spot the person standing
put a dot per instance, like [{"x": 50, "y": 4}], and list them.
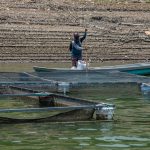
[{"x": 76, "y": 47}]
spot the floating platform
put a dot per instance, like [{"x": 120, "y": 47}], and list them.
[
  {"x": 66, "y": 108},
  {"x": 138, "y": 69}
]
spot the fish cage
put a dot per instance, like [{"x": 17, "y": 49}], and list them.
[
  {"x": 103, "y": 82},
  {"x": 34, "y": 107}
]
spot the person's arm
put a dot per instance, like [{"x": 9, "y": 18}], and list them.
[
  {"x": 77, "y": 47},
  {"x": 84, "y": 36}
]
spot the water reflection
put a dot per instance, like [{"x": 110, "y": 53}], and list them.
[{"x": 129, "y": 130}]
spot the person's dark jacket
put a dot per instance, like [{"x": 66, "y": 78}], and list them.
[{"x": 76, "y": 47}]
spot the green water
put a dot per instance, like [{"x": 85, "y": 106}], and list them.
[{"x": 130, "y": 129}]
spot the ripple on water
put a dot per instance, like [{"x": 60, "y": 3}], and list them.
[
  {"x": 113, "y": 145},
  {"x": 86, "y": 129},
  {"x": 81, "y": 138},
  {"x": 122, "y": 138}
]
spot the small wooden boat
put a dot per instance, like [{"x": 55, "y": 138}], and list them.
[
  {"x": 138, "y": 69},
  {"x": 66, "y": 108}
]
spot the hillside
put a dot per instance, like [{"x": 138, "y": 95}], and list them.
[{"x": 41, "y": 30}]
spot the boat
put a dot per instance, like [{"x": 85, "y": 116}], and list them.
[
  {"x": 145, "y": 88},
  {"x": 137, "y": 69},
  {"x": 66, "y": 108}
]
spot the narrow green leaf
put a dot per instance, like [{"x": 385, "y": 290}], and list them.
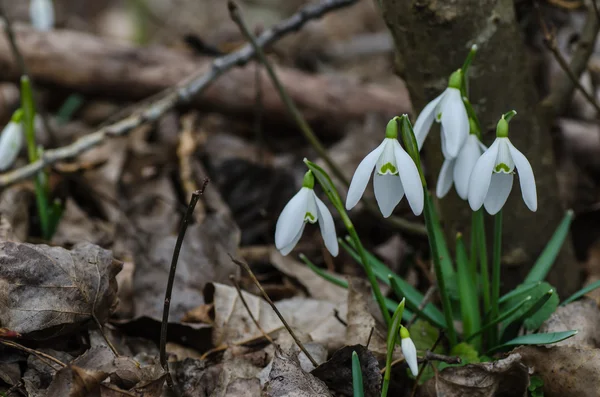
[
  {"x": 544, "y": 263},
  {"x": 440, "y": 258},
  {"x": 522, "y": 289},
  {"x": 537, "y": 339},
  {"x": 391, "y": 343},
  {"x": 533, "y": 316},
  {"x": 469, "y": 301},
  {"x": 581, "y": 292},
  {"x": 357, "y": 382},
  {"x": 429, "y": 312},
  {"x": 503, "y": 316},
  {"x": 412, "y": 295},
  {"x": 535, "y": 312}
]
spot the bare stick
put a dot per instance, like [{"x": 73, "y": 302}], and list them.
[
  {"x": 262, "y": 331},
  {"x": 42, "y": 356},
  {"x": 311, "y": 137},
  {"x": 270, "y": 302},
  {"x": 165, "y": 321},
  {"x": 557, "y": 101},
  {"x": 182, "y": 94}
]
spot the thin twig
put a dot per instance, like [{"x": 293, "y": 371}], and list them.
[
  {"x": 559, "y": 98},
  {"x": 595, "y": 5},
  {"x": 182, "y": 94},
  {"x": 426, "y": 299},
  {"x": 242, "y": 342},
  {"x": 262, "y": 331},
  {"x": 40, "y": 355},
  {"x": 245, "y": 266},
  {"x": 165, "y": 321},
  {"x": 303, "y": 125}
]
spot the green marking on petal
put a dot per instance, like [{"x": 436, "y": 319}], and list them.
[
  {"x": 388, "y": 168},
  {"x": 310, "y": 217},
  {"x": 502, "y": 168}
]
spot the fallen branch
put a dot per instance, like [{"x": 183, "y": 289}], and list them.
[
  {"x": 97, "y": 66},
  {"x": 557, "y": 101}
]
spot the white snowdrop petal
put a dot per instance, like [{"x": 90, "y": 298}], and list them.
[
  {"x": 526, "y": 178},
  {"x": 362, "y": 175},
  {"x": 410, "y": 355},
  {"x": 445, "y": 178},
  {"x": 500, "y": 188},
  {"x": 292, "y": 218},
  {"x": 465, "y": 162},
  {"x": 455, "y": 121},
  {"x": 425, "y": 120},
  {"x": 288, "y": 248},
  {"x": 481, "y": 176},
  {"x": 444, "y": 145},
  {"x": 327, "y": 227},
  {"x": 388, "y": 192},
  {"x": 41, "y": 13},
  {"x": 411, "y": 180},
  {"x": 11, "y": 142}
]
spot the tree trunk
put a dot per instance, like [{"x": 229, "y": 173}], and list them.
[{"x": 432, "y": 39}]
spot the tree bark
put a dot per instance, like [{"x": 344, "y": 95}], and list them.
[
  {"x": 432, "y": 39},
  {"x": 91, "y": 65}
]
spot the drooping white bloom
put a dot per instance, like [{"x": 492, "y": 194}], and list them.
[
  {"x": 449, "y": 110},
  {"x": 304, "y": 207},
  {"x": 492, "y": 177},
  {"x": 41, "y": 13},
  {"x": 11, "y": 142},
  {"x": 458, "y": 170},
  {"x": 395, "y": 175},
  {"x": 409, "y": 351}
]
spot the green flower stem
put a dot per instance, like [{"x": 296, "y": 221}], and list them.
[
  {"x": 393, "y": 330},
  {"x": 479, "y": 236},
  {"x": 496, "y": 268},
  {"x": 305, "y": 128},
  {"x": 370, "y": 274},
  {"x": 332, "y": 194},
  {"x": 446, "y": 306},
  {"x": 28, "y": 106}
]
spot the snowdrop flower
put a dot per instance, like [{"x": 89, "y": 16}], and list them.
[
  {"x": 449, "y": 110},
  {"x": 41, "y": 13},
  {"x": 409, "y": 350},
  {"x": 11, "y": 141},
  {"x": 395, "y": 175},
  {"x": 492, "y": 177},
  {"x": 458, "y": 170},
  {"x": 304, "y": 207}
]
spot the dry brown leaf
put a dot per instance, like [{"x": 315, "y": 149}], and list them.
[
  {"x": 582, "y": 315},
  {"x": 317, "y": 286},
  {"x": 565, "y": 370},
  {"x": 360, "y": 318},
  {"x": 506, "y": 377},
  {"x": 76, "y": 226},
  {"x": 49, "y": 291},
  {"x": 287, "y": 379},
  {"x": 82, "y": 377},
  {"x": 309, "y": 317}
]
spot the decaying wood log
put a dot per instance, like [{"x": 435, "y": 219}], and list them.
[{"x": 96, "y": 66}]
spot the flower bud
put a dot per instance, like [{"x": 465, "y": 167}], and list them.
[
  {"x": 11, "y": 142},
  {"x": 41, "y": 13}
]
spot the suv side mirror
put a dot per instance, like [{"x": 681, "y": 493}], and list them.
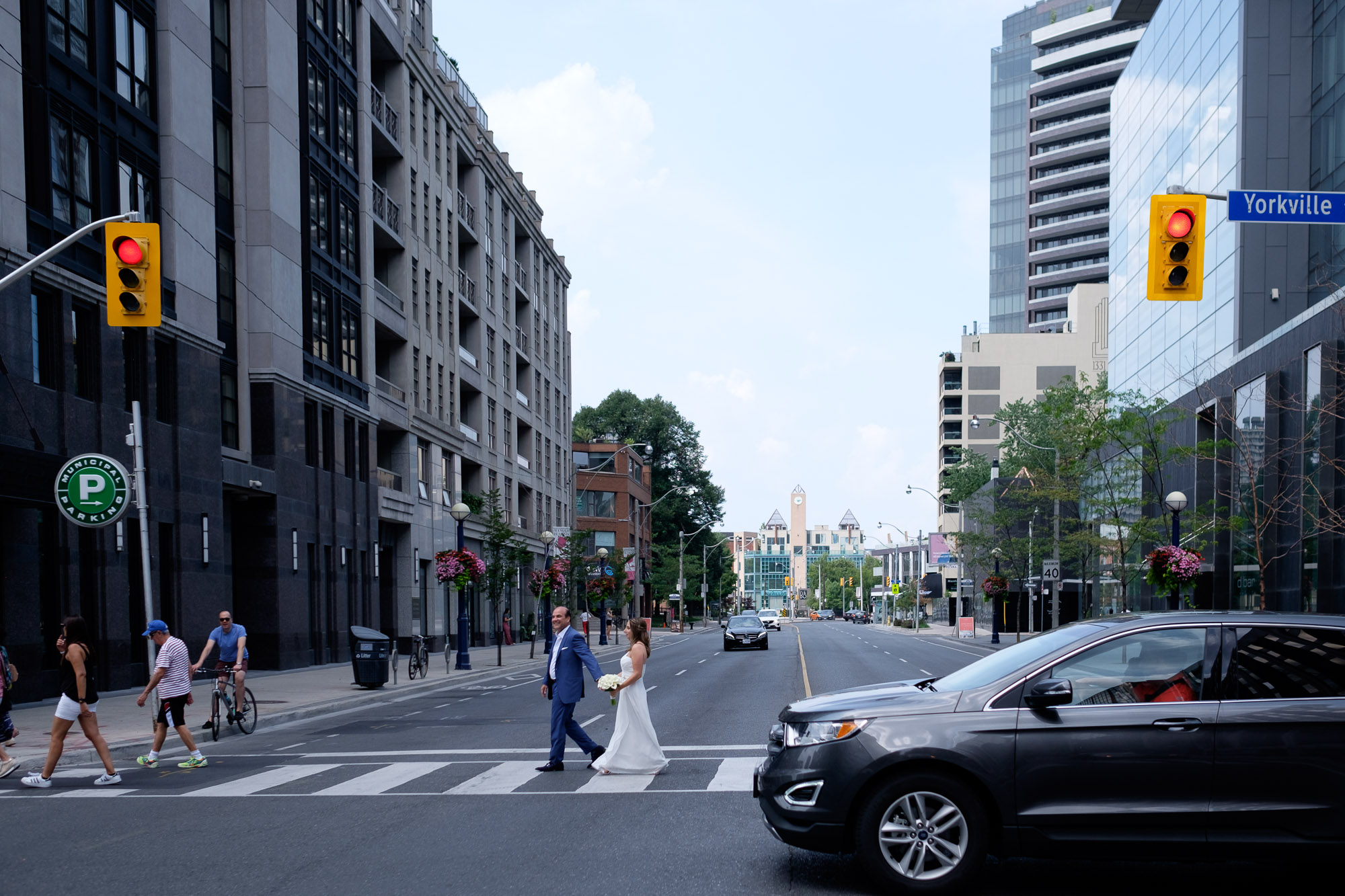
[{"x": 1050, "y": 692}]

---

Exercise brief: Although the records contain pictures, the copy should consist of their text alone, reproduced exactly.

Final answer:
spot the person standing
put a dot per instance, like [{"x": 50, "y": 4}], and list them.
[{"x": 76, "y": 47}]
spot the floating platform
put a dot per instance, like [{"x": 120, "y": 47}], and list them.
[
  {"x": 66, "y": 108},
  {"x": 138, "y": 69}
]
spot the fish cage
put a dot per instance, like [{"x": 17, "y": 49}], and list them.
[
  {"x": 103, "y": 82},
  {"x": 34, "y": 107}
]
spot the person's arm
put a dot per instance, like [{"x": 9, "y": 18}], and list them.
[
  {"x": 77, "y": 47},
  {"x": 84, "y": 36}
]
spot the water reflection
put a dot per instance, like [{"x": 110, "y": 53}], and list them.
[{"x": 129, "y": 130}]
spot the person's dark jacket
put a dot per instance, like [{"x": 66, "y": 78}], and list them.
[{"x": 76, "y": 47}]
spot the green water
put a dot per instance, like [{"x": 85, "y": 106}], and list them.
[{"x": 130, "y": 129}]
spot the ripple on water
put a dot per instance, like [{"x": 60, "y": 3}], and list them.
[
  {"x": 113, "y": 145},
  {"x": 86, "y": 129},
  {"x": 81, "y": 138},
  {"x": 122, "y": 138}
]
spot the small wooden boat
put a dot per instance, like [{"x": 55, "y": 138}], and list them.
[
  {"x": 138, "y": 69},
  {"x": 66, "y": 108}
]
spot the hillside
put a dot per instance, like [{"x": 138, "y": 95}], and list them.
[{"x": 41, "y": 30}]
spot the boat
put a dot per instance, like [{"x": 85, "y": 116}], and list them.
[
  {"x": 145, "y": 88},
  {"x": 137, "y": 69},
  {"x": 66, "y": 108}
]
spot the narrow green leaf
put a dot per instance, like [{"x": 385, "y": 290}], and list them.
[
  {"x": 544, "y": 263},
  {"x": 440, "y": 258},
  {"x": 522, "y": 289},
  {"x": 537, "y": 339},
  {"x": 391, "y": 343},
  {"x": 533, "y": 316},
  {"x": 469, "y": 301},
  {"x": 581, "y": 292},
  {"x": 357, "y": 382},
  {"x": 429, "y": 312},
  {"x": 503, "y": 316},
  {"x": 412, "y": 295},
  {"x": 535, "y": 312}
]
spot the bare stick
put a dot per instance, like [{"x": 73, "y": 302}], and list them.
[
  {"x": 262, "y": 331},
  {"x": 42, "y": 356},
  {"x": 311, "y": 137},
  {"x": 270, "y": 302},
  {"x": 165, "y": 321},
  {"x": 557, "y": 101},
  {"x": 182, "y": 94}
]
spot the thin twig
put a dot per instance, like [{"x": 293, "y": 371}], and list them.
[
  {"x": 559, "y": 98},
  {"x": 595, "y": 5},
  {"x": 182, "y": 94},
  {"x": 426, "y": 299},
  {"x": 242, "y": 342},
  {"x": 262, "y": 331},
  {"x": 40, "y": 355},
  {"x": 245, "y": 266},
  {"x": 165, "y": 321},
  {"x": 303, "y": 125}
]
spot the green marking on petal
put a dot per instance, like [{"x": 436, "y": 319}], and list them.
[
  {"x": 388, "y": 168},
  {"x": 310, "y": 217},
  {"x": 502, "y": 168}
]
spot the fallen branch
put a dot per instance, like [{"x": 183, "y": 289}], and list them.
[
  {"x": 97, "y": 66},
  {"x": 557, "y": 101}
]
spot the white snowdrop petal
put a dot per instance, like [{"x": 90, "y": 298}], and list them.
[
  {"x": 526, "y": 178},
  {"x": 362, "y": 175},
  {"x": 410, "y": 355},
  {"x": 445, "y": 178},
  {"x": 500, "y": 188},
  {"x": 292, "y": 218},
  {"x": 465, "y": 162},
  {"x": 455, "y": 121},
  {"x": 425, "y": 120},
  {"x": 288, "y": 248},
  {"x": 481, "y": 176},
  {"x": 444, "y": 145},
  {"x": 327, "y": 227},
  {"x": 388, "y": 192},
  {"x": 41, "y": 13},
  {"x": 411, "y": 180},
  {"x": 11, "y": 142}
]
spot the tree trunk
put a dot per instance, like [{"x": 229, "y": 173}], and list them.
[{"x": 432, "y": 39}]
spot the tree bark
put a dot per instance, like [{"x": 344, "y": 95}], and list them.
[
  {"x": 432, "y": 39},
  {"x": 91, "y": 65}
]
spot the drooping white bloom
put a dot per instance, like [{"x": 492, "y": 194}], and list them.
[
  {"x": 449, "y": 110},
  {"x": 304, "y": 207},
  {"x": 492, "y": 177},
  {"x": 41, "y": 13},
  {"x": 11, "y": 142},
  {"x": 458, "y": 170},
  {"x": 395, "y": 175},
  {"x": 409, "y": 351}
]
spot the green flower stem
put a dot per instance, like [{"x": 296, "y": 221}], and list them.
[
  {"x": 393, "y": 330},
  {"x": 479, "y": 236},
  {"x": 496, "y": 268},
  {"x": 305, "y": 128},
  {"x": 370, "y": 274},
  {"x": 332, "y": 194},
  {"x": 446, "y": 306},
  {"x": 28, "y": 106}
]
spot the snowdrop flower
put a dot per instance, like [{"x": 89, "y": 16}], and list them.
[
  {"x": 449, "y": 110},
  {"x": 41, "y": 13},
  {"x": 409, "y": 350},
  {"x": 11, "y": 141},
  {"x": 395, "y": 175},
  {"x": 492, "y": 177},
  {"x": 458, "y": 170},
  {"x": 304, "y": 207}
]
spot the dry brown leaf
put a dot per instance, like [{"x": 315, "y": 149}], and list them.
[
  {"x": 582, "y": 315},
  {"x": 317, "y": 286},
  {"x": 565, "y": 370},
  {"x": 360, "y": 318},
  {"x": 506, "y": 377},
  {"x": 76, "y": 226},
  {"x": 49, "y": 291},
  {"x": 287, "y": 379},
  {"x": 82, "y": 377},
  {"x": 309, "y": 317}
]
spot the decaying wood log
put a dot per instance, like [{"x": 435, "y": 219}], and list them.
[{"x": 96, "y": 66}]
spot the flower bud
put a dot per instance, like [{"x": 465, "y": 167}], and list them.
[
  {"x": 11, "y": 142},
  {"x": 41, "y": 13}
]
spot the suv side mirror
put a dot per instance, like [{"x": 681, "y": 493}], and list them.
[{"x": 1050, "y": 692}]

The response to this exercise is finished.